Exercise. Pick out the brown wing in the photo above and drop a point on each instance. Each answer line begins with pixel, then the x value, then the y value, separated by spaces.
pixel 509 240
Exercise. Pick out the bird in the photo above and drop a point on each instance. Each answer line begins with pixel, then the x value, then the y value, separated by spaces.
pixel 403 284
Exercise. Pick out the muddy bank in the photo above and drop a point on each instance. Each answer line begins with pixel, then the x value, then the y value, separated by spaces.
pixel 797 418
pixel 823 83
+---+
■ **Exercise instructions**
Convert every line of the rows above into a JSON list of strings, one string per line, leaving out any blank lines.

■ **Exercise answer**
[
  "Exercise. Pick out the brown wing in the photo above and drop a point on each instance. Each answer line begins with pixel, then the x value, then the y value, separated by spaces.",
  "pixel 509 240",
  "Exercise. Pick out the bird in the photo above and drop a point on each instance. Each answer line begins with pixel, then the x value, then the y value, separated by spaces.",
  "pixel 403 284",
  "Exercise. Pick out the muddy bank in the photo above and drop a point on each instance. Each answer line begins with pixel, then the x value, then the y value, separated by spaces.",
  "pixel 797 418",
  "pixel 823 83"
]